Teks >>

Soerjono Soekanto menerangkan bahwa adopsi tidak dikenal di kalangan orang Minangkabau, oleh karena prinsip keturunan ketat sekali. Dalam suku Minangkabau hanya dikenal pengangkatan orang luar menjadi anggota kaum. Dijelaskan bahwa daerah-daerah yang mengikuti garis keibuan (Matrilinial) terutama di Minangkabau tidak mengenal adanya lembaga pengangkatan anak, yang ada hanya manapek (mengangkat mamak), di mana seorang atau keluarga garis keturunan ibu menundukkan diri secara sukarela kepada satu kesukuan, menjadi anggota suku atau kaum, setelah memenuhi syarat-syarat yang ditetapkan, yaitu adat diisi limbago dituang.

 

Fathur Rahman yang mengutip pendapat Mahmud Syaltut, membedakan dua macam arti anak angkat, yaitu:

1.    Penyatuan seseorang terhadap anak yang diketahuinya bahwa anak tersebut sebagai anak orang lain ke dalam keluarganya, diperlakukan sebagai anak dalam segi kecintaan, pemberian nafkah, pendidikan, dan pemenuhan dalam segala kebutuhannya, namun tidak diperlakukan sebagai anak kandungnya sendiri.

2.    Seperti yang dipahami dari pengertian Tabbani (mengangkat anak secara mutlak). Tabbani ialah memasukkan anak yang diketahuinya sebagai anak orang lain ke dalam keluarganya, yang tidak ada pertalian nasab dengannya, sebagai anak yang sah yang mempunyai hak dan tanggung jawab sebagai anak kandungnya sendiri (waris bertali darah/waris nasab).

 

Pengertian yang pertama menurut Mahmud Syaltut yang lebih tepat untuk kultur masyarakat Indonesia yang mayoritas beragama Islam, sebab penekanan anak angkat adalah perlakuan anak dalam segi kecintaan, pemberian nafkah, pendidikan serta pemenuhan segala kebutuhannya seperti pendidikan dan kesehatannya, bukan diperlakukan sebagai anak kandungnya sendiri (waris bertali darah/nasabnya) sebagaimana pengertian kedua. Pengertian kedua menurutnya sama dengan pengertian adopsi menurut hukum barat, yaitu di mana arahnya lebih ditekankan pada status dan fungsi anak angkat yang sama persis dengan anak kandungnya sendiri.

Latihan Tertulis 1 >> Tuliskan ulang bagian teks tentang anak angkat di atas, mulai dari "Fathur Rahman yang" sampai "bertali darah/waris nasab).", tanpa mengubah satu huruf pun.

Cuplikan Data >>
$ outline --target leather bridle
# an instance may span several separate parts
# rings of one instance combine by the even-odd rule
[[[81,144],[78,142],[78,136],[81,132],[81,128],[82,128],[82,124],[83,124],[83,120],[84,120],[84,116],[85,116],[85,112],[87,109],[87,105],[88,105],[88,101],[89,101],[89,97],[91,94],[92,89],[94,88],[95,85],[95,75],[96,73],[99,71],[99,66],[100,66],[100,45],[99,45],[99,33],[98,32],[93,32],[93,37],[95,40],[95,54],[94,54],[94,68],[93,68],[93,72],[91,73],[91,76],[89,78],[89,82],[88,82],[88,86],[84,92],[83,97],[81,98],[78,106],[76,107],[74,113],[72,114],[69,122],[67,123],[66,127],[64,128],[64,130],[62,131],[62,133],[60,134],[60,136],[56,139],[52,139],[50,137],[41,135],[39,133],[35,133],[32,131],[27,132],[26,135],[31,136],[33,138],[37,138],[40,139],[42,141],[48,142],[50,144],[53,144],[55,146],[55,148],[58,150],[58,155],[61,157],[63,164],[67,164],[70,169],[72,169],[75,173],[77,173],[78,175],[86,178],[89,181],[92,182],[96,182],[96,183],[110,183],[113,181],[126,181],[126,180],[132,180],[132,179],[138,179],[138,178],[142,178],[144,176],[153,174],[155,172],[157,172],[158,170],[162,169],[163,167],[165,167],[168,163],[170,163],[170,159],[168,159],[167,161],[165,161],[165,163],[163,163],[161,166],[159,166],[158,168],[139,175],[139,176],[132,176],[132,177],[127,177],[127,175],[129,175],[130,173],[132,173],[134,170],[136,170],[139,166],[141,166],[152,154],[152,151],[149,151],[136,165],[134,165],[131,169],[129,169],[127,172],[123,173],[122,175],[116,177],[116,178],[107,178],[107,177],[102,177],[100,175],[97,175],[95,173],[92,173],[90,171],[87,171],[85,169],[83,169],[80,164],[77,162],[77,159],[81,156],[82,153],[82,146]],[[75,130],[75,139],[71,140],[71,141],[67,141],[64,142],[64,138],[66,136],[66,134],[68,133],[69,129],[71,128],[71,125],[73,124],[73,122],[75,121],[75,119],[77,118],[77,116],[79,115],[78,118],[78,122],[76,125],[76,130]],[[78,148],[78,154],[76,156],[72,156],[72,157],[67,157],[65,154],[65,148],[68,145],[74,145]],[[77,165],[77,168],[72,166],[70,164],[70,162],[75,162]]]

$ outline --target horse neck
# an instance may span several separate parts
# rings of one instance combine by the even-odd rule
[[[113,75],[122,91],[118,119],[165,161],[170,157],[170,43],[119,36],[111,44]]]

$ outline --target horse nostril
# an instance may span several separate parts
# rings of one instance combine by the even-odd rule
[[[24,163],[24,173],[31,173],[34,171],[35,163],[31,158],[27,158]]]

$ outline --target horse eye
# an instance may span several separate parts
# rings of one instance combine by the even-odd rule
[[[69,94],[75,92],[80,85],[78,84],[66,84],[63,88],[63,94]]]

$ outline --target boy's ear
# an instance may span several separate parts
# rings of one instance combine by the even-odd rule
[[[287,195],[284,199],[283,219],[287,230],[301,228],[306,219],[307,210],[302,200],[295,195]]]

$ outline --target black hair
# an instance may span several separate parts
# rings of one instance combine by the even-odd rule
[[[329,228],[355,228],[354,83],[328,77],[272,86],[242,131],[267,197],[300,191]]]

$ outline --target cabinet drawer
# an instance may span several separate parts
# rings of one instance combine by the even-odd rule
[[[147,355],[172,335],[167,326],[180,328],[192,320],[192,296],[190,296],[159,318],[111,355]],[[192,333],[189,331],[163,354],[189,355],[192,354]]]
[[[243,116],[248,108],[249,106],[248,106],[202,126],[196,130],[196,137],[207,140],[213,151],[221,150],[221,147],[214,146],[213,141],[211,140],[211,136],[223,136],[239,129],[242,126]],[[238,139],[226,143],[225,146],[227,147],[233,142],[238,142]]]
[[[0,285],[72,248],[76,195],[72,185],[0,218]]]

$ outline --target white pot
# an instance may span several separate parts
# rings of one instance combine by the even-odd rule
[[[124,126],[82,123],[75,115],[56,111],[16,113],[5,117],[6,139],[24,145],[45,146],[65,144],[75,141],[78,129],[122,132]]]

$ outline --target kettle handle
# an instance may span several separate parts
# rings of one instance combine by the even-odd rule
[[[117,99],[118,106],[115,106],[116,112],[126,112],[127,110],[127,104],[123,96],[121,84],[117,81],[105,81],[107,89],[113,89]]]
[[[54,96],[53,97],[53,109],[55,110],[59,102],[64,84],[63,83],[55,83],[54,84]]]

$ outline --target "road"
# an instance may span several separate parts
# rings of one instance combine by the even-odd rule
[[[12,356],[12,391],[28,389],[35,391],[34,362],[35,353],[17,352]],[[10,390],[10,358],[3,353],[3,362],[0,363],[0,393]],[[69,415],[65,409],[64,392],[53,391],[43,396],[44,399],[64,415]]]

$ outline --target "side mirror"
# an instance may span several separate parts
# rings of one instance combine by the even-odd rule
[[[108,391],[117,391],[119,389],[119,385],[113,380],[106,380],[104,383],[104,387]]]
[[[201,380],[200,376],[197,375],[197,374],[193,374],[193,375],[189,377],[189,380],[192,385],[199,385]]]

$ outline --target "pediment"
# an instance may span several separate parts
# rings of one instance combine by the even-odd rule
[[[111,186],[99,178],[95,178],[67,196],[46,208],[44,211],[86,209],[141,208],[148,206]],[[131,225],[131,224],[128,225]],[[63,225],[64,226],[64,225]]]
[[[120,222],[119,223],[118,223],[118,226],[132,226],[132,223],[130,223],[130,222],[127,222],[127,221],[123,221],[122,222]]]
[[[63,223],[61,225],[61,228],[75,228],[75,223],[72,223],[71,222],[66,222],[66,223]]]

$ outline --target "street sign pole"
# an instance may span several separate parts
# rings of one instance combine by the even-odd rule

Latihan Tertulis 2 >> Perbarui baris-baris pada entri di atas, mulai dari baris yang memuat "--target horse eye" sampai baris yang memuat "[[[69,94],[75,92],[80,85],[78,84],[66,84],[63,88],[63,94]]]", dengan mengganti "instance" menjadi "object" dan membiarkan sisanya tetap sama. Tuliskan hanya baris-baris itu.

Hasil Akhir 1 >>
Fathur Rahman yang mengutip pendapat Mahmud Syaltut, membedakan dua macam arti anak angkat, yaitu:

1.    Penyatuan seseorang terhadap anak yang diketahuinya bahwa anak tersebut sebagai anak orang lain ke dalam keluarganya, diperlakukan sebagai anak dalam segi kecintaan, pemberian nafkah, pendidikan, dan pemenuhan dalam segala kebutuhannya, namun tidak diperlakukan sebagai anak kandungnya sendiri.

2.    Seperti yang dipahami dari pengertian Tabbani (mengangkat anak secara mutlak). Tabbani ialah memasukkan anak yang diketahuinya sebagai anak orang lain ke dalam keluarganya, yang tidak ada pertalian nasab dengannya, sebagai anak yang sah yang mempunyai hak dan tanggung jawab sebagai anak kandungnya sendiri (waris bertali darah/waris nasab).

Hasil Akhir 2 >>
$ outline --target horse eye
# an object may span several separate parts
# rings of one object combine by the even-odd rule
[[[69,94],[75,92],[80,85],[78,84],[66,84],[63,88],[63,94]]]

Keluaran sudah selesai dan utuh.